Text shown

# # #

Originally Posted by Someone smarter than Heretic
One main reason why communism failed in Eastern Europe was human nature. Under economic communism, control over production is supposed to be given to the workers, ostensibly with the guidance and oversight of a strong central State. Communist farmers who produced corn, for instance, would donate the vast majority of their yearly crops to the government. In exchange, the government would provide each farmer with a supply of corn for personal use, along with a portion of all the other goods produced by other self-controlled communes. Unfortunately, the timely distribution of goods was severely hampered by corruption and mismanagement, a common problem in Communist countries.
When any form of government, whether capitalist or communist, fails to meet the basic needs of its people, civil unrest is bound to follow. This was especially the case in Eastern Europe after World War II. Tyrannical Communist leaders such as Joseph Stalin used economic communism as a means to support their own agendas, while millions of civilians were systematically imprisoned or summarily executed. The message to Eastern European countries became clear — dissension would simply not be tolerated. During the 1950s and 1960s, country after country in Eastern Europe began to revolt against the oppressive Soviet system that sought to keep them enslaved to a corrupt form of political communism.

# # #

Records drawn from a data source
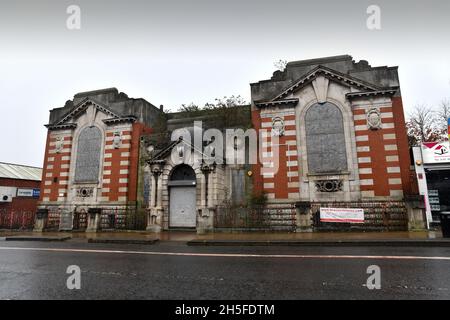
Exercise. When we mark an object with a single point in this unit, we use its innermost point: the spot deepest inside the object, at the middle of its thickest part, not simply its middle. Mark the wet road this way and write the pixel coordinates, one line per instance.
(171, 270)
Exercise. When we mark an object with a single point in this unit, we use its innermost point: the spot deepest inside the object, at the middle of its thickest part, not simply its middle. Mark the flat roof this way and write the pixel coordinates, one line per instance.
(20, 172)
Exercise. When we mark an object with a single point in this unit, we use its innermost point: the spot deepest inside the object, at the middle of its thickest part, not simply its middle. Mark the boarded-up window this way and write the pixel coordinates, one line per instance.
(88, 155)
(325, 139)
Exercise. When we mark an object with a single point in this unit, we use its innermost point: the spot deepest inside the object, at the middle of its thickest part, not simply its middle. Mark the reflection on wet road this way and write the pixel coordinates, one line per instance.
(174, 271)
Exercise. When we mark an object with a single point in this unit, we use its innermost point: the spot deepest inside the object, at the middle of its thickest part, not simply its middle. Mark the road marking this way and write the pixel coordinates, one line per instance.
(229, 255)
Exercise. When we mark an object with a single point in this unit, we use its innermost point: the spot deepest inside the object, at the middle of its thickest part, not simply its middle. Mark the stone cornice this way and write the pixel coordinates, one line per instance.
(330, 74)
(61, 126)
(119, 120)
(389, 92)
(284, 102)
(82, 106)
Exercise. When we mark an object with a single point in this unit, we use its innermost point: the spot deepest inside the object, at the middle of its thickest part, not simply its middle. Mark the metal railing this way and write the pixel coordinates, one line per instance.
(123, 219)
(16, 220)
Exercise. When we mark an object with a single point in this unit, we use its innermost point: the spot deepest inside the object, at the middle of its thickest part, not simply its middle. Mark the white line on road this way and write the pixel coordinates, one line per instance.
(227, 255)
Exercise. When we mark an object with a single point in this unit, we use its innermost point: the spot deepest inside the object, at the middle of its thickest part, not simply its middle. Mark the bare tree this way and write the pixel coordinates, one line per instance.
(422, 125)
(444, 111)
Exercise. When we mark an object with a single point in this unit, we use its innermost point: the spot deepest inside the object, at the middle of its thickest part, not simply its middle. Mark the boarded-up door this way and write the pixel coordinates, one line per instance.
(182, 207)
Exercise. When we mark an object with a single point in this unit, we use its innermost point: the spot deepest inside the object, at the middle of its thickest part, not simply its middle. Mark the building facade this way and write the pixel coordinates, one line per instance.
(343, 138)
(329, 132)
(92, 158)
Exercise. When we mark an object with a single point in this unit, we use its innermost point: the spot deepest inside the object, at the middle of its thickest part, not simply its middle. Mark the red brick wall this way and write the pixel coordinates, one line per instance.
(55, 175)
(378, 152)
(20, 204)
(281, 180)
(121, 166)
(409, 178)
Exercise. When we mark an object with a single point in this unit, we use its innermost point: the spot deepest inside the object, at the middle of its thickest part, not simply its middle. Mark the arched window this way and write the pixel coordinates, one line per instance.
(325, 139)
(88, 155)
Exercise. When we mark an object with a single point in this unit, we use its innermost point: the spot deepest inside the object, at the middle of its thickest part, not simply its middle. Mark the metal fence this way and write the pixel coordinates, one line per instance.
(16, 220)
(281, 218)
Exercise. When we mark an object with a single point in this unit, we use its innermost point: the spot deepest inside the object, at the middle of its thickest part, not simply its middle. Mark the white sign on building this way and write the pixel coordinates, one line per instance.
(436, 152)
(342, 215)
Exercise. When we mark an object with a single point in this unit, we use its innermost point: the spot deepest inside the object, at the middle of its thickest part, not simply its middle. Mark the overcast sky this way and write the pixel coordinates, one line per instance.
(180, 51)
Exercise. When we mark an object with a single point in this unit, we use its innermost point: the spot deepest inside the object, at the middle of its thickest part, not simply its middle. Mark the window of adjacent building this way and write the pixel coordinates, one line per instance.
(88, 155)
(325, 139)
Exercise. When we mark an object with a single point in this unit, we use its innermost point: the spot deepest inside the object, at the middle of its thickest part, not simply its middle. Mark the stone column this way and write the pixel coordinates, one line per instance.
(94, 216)
(155, 211)
(303, 217)
(415, 207)
(41, 220)
(206, 212)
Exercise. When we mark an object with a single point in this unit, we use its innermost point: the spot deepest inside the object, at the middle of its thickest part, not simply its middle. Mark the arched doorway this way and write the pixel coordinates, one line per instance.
(182, 198)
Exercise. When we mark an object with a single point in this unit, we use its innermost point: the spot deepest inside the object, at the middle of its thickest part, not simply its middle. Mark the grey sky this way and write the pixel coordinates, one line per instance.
(181, 51)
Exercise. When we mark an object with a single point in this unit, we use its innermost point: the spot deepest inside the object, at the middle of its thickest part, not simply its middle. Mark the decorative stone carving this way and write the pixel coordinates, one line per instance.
(320, 85)
(277, 127)
(85, 192)
(117, 140)
(374, 119)
(180, 151)
(87, 165)
(325, 139)
(59, 145)
(329, 185)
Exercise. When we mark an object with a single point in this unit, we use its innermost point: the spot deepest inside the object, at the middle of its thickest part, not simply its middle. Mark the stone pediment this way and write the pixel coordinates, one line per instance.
(319, 77)
(69, 119)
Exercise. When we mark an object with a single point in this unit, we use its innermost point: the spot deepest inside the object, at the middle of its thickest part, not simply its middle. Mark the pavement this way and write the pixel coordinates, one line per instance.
(420, 238)
(173, 270)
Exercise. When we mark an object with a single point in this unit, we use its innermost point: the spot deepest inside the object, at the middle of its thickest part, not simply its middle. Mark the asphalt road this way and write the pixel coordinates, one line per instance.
(170, 270)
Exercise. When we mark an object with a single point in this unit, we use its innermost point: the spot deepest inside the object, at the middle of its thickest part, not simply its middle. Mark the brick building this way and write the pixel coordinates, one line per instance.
(92, 158)
(331, 134)
(343, 134)
(19, 194)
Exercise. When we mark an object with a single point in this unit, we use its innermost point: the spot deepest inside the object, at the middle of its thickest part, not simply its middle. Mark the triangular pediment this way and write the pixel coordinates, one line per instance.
(319, 77)
(82, 107)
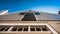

# # #

Your tasks
1. According to the passage on communism's failure in Eastern Europe, what severely hampered the timely distribution of goods?
2. Pick up the passage on communism's failure in Eastern Europe after its final sentence and continue it.

Response list
1. Corruption and mismanagement.

2.
By the time of the Soviet Union's disintegration in 1991, economic communism was fast becoming a failed experiment in the eyes of the Western world. Many collective companies in Eastern European companies discovered the advantages of a free market society, including the right to deal directly with buyers. Under economic communism, there were very few incentives offered to more industrious workers. The idea of profit through increased production proved to be one of the strongest arguments against communism, and many Eastern European countries were eager to move towards a freer economic system.
http://www.wisegeek.com/why-didnt-co...ast-europe.htm

I once had a nice talk with a lovely young Czech woman on an airplane to Moline, Il. It was about 1997. We talked about communism. She informed me that a lot of the people in her hometown were really not liking the new capitalist society that was springing up.

Why? Because they actually had to work. She stated that many of them would go to work, clock in, go fishing for the day, and go back only to clock out at the end of the day.

You have a major flaw in your starry-eyed antlike existence: We aren't ants.